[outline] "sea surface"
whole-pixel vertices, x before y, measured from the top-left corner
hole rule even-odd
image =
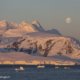
[[[0,80],[80,80],[80,67],[0,66]]]

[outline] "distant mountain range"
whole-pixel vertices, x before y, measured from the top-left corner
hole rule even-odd
[[[25,21],[20,24],[0,21],[0,55],[2,57],[2,53],[15,52],[35,56],[36,60],[55,58],[61,61],[60,64],[68,59],[69,62],[80,62],[80,42],[77,39],[63,36],[57,29],[46,31],[36,20],[31,24]],[[19,58],[19,55],[17,57]],[[24,59],[24,56],[22,58]]]

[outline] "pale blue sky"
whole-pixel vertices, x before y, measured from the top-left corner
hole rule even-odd
[[[70,24],[65,19],[71,17]],[[40,21],[45,29],[56,28],[80,39],[80,0],[0,0],[0,20]]]

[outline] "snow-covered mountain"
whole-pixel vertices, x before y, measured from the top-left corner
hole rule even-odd
[[[80,62],[80,45],[71,37],[45,31],[38,21],[20,24],[0,21],[0,52],[23,52],[43,58]],[[56,32],[55,32],[56,31]],[[55,33],[54,33],[55,32]],[[41,59],[41,58],[40,58]]]

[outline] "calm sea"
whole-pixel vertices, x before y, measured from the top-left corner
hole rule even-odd
[[[59,68],[25,66],[24,70],[16,70],[19,66],[0,67],[0,80],[80,80],[80,68]]]

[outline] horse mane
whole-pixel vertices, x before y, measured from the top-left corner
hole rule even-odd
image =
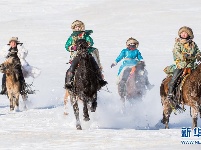
[[[82,52],[78,54],[78,58],[79,66],[75,74],[76,93],[90,97],[98,90],[97,70],[92,61],[93,56],[88,52]]]

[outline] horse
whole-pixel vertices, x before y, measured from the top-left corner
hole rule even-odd
[[[93,56],[87,51],[88,44],[86,40],[80,39],[76,45],[78,54],[74,60],[77,59],[79,65],[77,65],[75,70],[72,89],[66,90],[64,105],[67,105],[67,97],[70,95],[71,105],[73,106],[76,118],[76,128],[82,130],[79,119],[78,100],[83,102],[84,121],[89,121],[88,111],[90,109],[91,112],[95,112],[97,107],[97,91],[101,87],[98,83],[99,78],[97,76],[98,65]]]
[[[185,111],[184,105],[187,105],[191,108],[192,128],[197,127],[199,113],[201,117],[201,64],[199,64],[191,74],[184,77],[182,86],[179,86],[179,90],[175,91],[176,96],[179,95],[180,97],[179,99],[177,98],[177,100],[169,100],[167,98],[168,84],[171,78],[172,76],[167,76],[160,86],[161,103],[163,106],[163,119],[161,122],[165,124],[165,129],[168,129],[169,118],[172,111],[176,111],[176,106],[182,105],[182,107],[179,106],[178,110],[183,112]]]
[[[118,93],[123,104],[125,100],[141,101],[146,94],[146,73],[144,62],[138,62],[133,74],[130,74],[132,68],[127,67],[122,73],[118,83]]]
[[[0,65],[0,72],[6,74],[7,97],[10,100],[10,111],[19,111],[19,95],[21,94],[21,84],[19,80],[19,67],[21,63],[17,55],[9,56]],[[27,95],[22,94],[24,109],[26,109]]]

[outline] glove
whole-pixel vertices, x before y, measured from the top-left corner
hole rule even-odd
[[[185,54],[184,54],[184,58],[186,58],[186,59],[190,59],[190,58],[191,58],[191,54],[189,54],[189,53],[185,53]]]
[[[77,50],[77,47],[74,45],[74,46],[71,46],[70,49],[73,50],[73,51],[76,51],[76,50]]]
[[[112,63],[112,64],[111,64],[111,68],[114,67],[114,66],[116,66],[116,64],[115,64],[115,63]]]

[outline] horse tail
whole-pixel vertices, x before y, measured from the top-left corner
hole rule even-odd
[[[92,57],[90,54],[79,56],[79,67],[75,76],[77,93],[79,93],[79,89],[82,89],[83,94],[87,96],[93,95],[97,91],[98,85],[96,70],[90,57]]]

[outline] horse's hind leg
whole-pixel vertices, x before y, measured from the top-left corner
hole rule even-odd
[[[88,108],[87,108],[87,101],[83,100],[83,116],[84,116],[84,121],[89,121],[89,113],[88,113]]]
[[[66,90],[65,96],[64,96],[64,115],[68,115],[68,97],[69,97],[69,92]]]
[[[96,107],[97,107],[97,93],[94,94],[93,96],[93,100],[90,106],[91,112],[95,112],[96,111]]]
[[[71,100],[72,102],[72,100]],[[79,107],[78,107],[78,103],[77,100],[74,98],[74,102],[73,102],[73,110],[74,110],[74,114],[75,114],[75,118],[76,118],[76,128],[78,130],[82,130],[81,124],[80,124],[80,118],[79,118]]]
[[[27,99],[28,99],[27,94],[23,94],[23,95],[22,95],[22,100],[23,100],[23,110],[27,110]]]

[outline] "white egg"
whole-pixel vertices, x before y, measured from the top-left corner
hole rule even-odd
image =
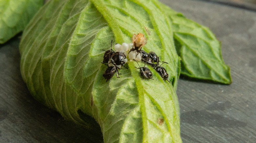
[[[136,52],[136,55],[137,55],[137,54],[138,53]],[[140,61],[140,60],[141,60],[141,55],[139,54],[138,55],[137,55],[137,56],[135,57],[134,59],[136,61]]]
[[[116,52],[119,51],[121,50],[121,45],[120,44],[117,44],[114,46],[114,48]]]
[[[121,49],[125,51],[128,51],[129,48],[129,44],[126,43],[123,43],[121,46]]]
[[[126,51],[121,50],[119,51],[119,52],[120,53],[123,53],[124,54],[124,55],[125,55],[125,56],[127,57],[127,53],[126,52]]]
[[[128,55],[130,60],[132,60],[136,57],[136,52],[135,51],[131,51],[129,53]]]

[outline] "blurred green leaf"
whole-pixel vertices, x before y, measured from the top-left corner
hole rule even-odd
[[[43,0],[0,0],[0,44],[23,30]]]

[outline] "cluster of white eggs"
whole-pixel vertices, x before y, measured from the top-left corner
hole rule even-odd
[[[123,43],[121,45],[120,44],[117,44],[114,46],[114,47],[116,51],[123,53],[130,60],[132,60],[134,59],[136,61],[140,61],[141,60],[140,53],[138,53],[136,51],[130,51],[132,48],[133,45],[132,43]]]

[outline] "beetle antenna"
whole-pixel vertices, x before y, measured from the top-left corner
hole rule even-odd
[[[138,63],[138,62],[137,62],[137,60],[135,60],[134,59],[133,59],[133,60],[134,60],[134,61],[136,61],[137,63],[137,64],[138,64],[138,65],[139,66],[139,68],[140,68],[140,66],[139,66],[139,63]]]
[[[160,61],[159,62],[162,62],[162,64],[161,64],[161,65],[160,65],[160,67],[161,67],[161,65],[162,65],[163,64],[164,64],[164,63],[166,63],[166,64],[168,64],[168,63],[167,63],[167,62],[165,62]]]

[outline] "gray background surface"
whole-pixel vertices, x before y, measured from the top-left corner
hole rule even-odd
[[[161,1],[209,27],[221,41],[231,70],[230,85],[179,80],[183,142],[255,142],[255,6],[221,0]],[[20,36],[0,45],[0,142],[102,142],[96,124],[83,128],[33,99],[20,73]]]

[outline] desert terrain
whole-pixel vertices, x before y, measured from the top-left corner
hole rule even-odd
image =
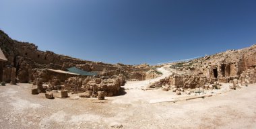
[[[169,74],[162,71],[163,77]],[[32,95],[32,84],[7,84],[0,87],[0,128],[256,127],[255,84],[236,90],[206,90],[213,95],[205,98],[150,103],[152,99],[177,97],[170,91],[141,90],[139,87],[147,82],[127,82],[122,95],[106,97],[105,100],[82,98],[77,94],[60,98],[57,91],[55,99],[48,99],[44,94]],[[199,95],[179,97],[196,95]]]

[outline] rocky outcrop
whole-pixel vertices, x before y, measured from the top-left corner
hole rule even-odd
[[[90,95],[97,95],[98,91],[104,91],[105,96],[113,96],[118,94],[125,83],[123,75],[110,79],[71,77],[65,81],[64,88],[77,93],[90,91]]]

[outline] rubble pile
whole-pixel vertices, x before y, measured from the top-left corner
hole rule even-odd
[[[90,96],[97,96],[98,91],[104,91],[105,96],[113,96],[119,93],[121,86],[125,83],[123,75],[112,79],[87,77],[83,80],[79,77],[71,77],[65,81],[64,89],[75,92],[86,92],[86,94]]]

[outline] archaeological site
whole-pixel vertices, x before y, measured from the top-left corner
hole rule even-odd
[[[256,129],[255,7],[0,0],[0,129]]]
[[[256,126],[256,45],[158,65],[83,60],[39,50],[2,30],[0,47],[1,128]]]

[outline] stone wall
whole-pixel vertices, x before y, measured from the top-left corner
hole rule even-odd
[[[125,83],[123,75],[112,79],[71,77],[65,81],[64,89],[75,93],[89,91],[91,95],[97,95],[98,91],[104,91],[106,96],[113,96],[119,93],[121,86]]]

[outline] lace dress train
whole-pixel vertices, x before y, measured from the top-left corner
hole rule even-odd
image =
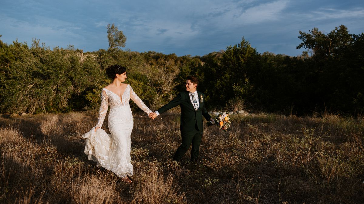
[[[102,126],[110,105],[108,121],[110,134],[101,128],[95,132],[94,127],[82,136],[86,138],[84,152],[88,155],[88,159],[96,162],[98,166],[102,166],[121,178],[133,174],[130,158],[130,134],[133,126],[129,103],[131,99],[147,114],[152,112],[130,85],[127,85],[121,98],[104,88],[101,93],[98,120],[95,127]]]

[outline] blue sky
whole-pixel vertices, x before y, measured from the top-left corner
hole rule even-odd
[[[260,53],[296,56],[304,51],[296,49],[299,30],[327,33],[343,24],[364,32],[362,0],[103,1],[1,0],[1,40],[95,51],[107,49],[106,26],[114,23],[131,51],[203,56],[244,37]]]

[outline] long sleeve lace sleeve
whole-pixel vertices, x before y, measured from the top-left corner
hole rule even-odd
[[[145,104],[143,102],[143,101],[141,100],[140,98],[139,98],[136,94],[134,92],[134,91],[133,90],[133,89],[131,87],[131,86],[130,87],[130,98],[131,99],[131,100],[132,100],[141,109],[143,110],[143,111],[147,113],[147,114],[149,114],[151,113],[153,113],[153,111],[150,110],[150,109],[148,108],[147,107],[147,106],[145,105]]]
[[[102,123],[104,123],[105,117],[107,112],[107,109],[109,107],[109,101],[107,98],[106,92],[104,90],[101,92],[101,105],[100,106],[99,111],[99,119],[95,127],[101,127]]]

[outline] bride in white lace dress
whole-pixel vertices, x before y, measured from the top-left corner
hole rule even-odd
[[[84,152],[88,156],[88,160],[97,162],[98,166],[111,171],[123,181],[130,183],[131,181],[127,175],[133,174],[130,134],[133,126],[129,104],[130,99],[148,115],[152,111],[130,85],[123,83],[127,78],[126,68],[112,65],[108,68],[106,73],[114,81],[102,91],[97,123],[91,131],[83,135],[87,138]],[[108,120],[111,134],[108,134],[100,128],[109,106]]]

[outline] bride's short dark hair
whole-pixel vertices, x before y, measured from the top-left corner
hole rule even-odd
[[[126,72],[126,68],[119,65],[113,65],[106,68],[106,75],[111,79],[116,77],[116,74],[121,74]]]
[[[194,84],[198,85],[198,79],[196,77],[190,76],[187,77],[186,80],[190,81],[191,82]]]

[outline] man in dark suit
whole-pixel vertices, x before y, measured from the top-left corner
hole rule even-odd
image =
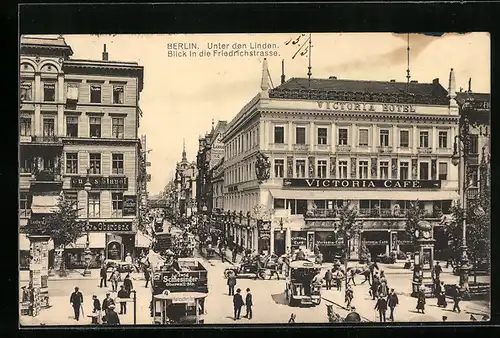
[[[245,303],[247,306],[247,313],[243,317],[248,318],[248,319],[252,319],[253,301],[252,301],[252,294],[250,293],[250,288],[247,288],[247,295],[245,297]]]
[[[108,285],[106,284],[106,281],[108,279],[108,269],[106,268],[106,265],[103,265],[101,267],[101,272],[100,272],[100,275],[101,275],[101,284],[99,287],[102,288],[102,284],[104,282],[104,287],[107,288]]]
[[[75,287],[75,292],[69,297],[69,302],[73,305],[73,310],[75,311],[75,319],[80,320],[80,307],[83,303],[83,295],[79,291],[78,286]]]
[[[241,289],[236,290],[236,294],[233,296],[233,307],[234,307],[234,320],[240,319],[241,307],[245,305],[243,303],[243,297],[241,297]]]

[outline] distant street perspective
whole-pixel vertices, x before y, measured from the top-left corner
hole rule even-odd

============

[Given instruction]:
Everything from the line that contains "[outline] bride in white lace dress" to the final line of the data is to be duplicated exactly, both ends included, except the pictures.

[Completed exercise]:
[outline] bride in white lace dress
whole-pixel vertices, x before y, measured from the top-left corner
hole rule even-odd
[[[84,152],[88,156],[88,160],[97,162],[98,166],[111,171],[123,181],[130,183],[131,181],[127,175],[133,174],[130,134],[133,126],[129,104],[130,99],[148,115],[152,111],[130,85],[123,83],[127,78],[126,68],[112,65],[108,68],[106,73],[114,81],[102,91],[97,123],[91,131],[83,135],[87,138]],[[108,120],[111,134],[108,134],[100,128],[109,106]]]

[outline] bride's short dark hair
whole-pixel vertices, x before y, measured from the top-left corner
hole rule even-odd
[[[126,72],[126,68],[119,65],[113,65],[106,68],[106,75],[111,79],[116,77],[116,74],[121,74]]]
[[[194,84],[198,85],[198,79],[196,77],[190,76],[187,77],[186,80],[190,81],[191,82]]]

[outline] man in dark suit
whole-pixel vertices, x before y, measured from the top-left corner
hole rule even-odd
image =
[[[245,303],[247,306],[247,313],[243,317],[248,318],[248,319],[252,319],[253,301],[252,301],[252,294],[250,293],[250,288],[247,288],[247,295],[245,297]]]
[[[108,285],[106,284],[106,281],[108,279],[108,269],[106,268],[106,265],[103,265],[101,267],[101,272],[100,272],[100,275],[101,275],[101,284],[99,287],[102,288],[102,284],[104,282],[104,287],[107,288]]]
[[[75,287],[75,292],[69,297],[69,302],[73,305],[73,310],[75,311],[75,319],[80,320],[80,307],[83,303],[83,295],[79,291],[78,286]]]
[[[241,289],[236,290],[236,294],[233,296],[233,307],[234,307],[234,320],[240,319],[241,307],[245,305],[243,303],[243,297],[241,297]]]

[outline] distant street perspective
whole-pixel vertices, x before y, measured from the top-left corner
hole rule even-odd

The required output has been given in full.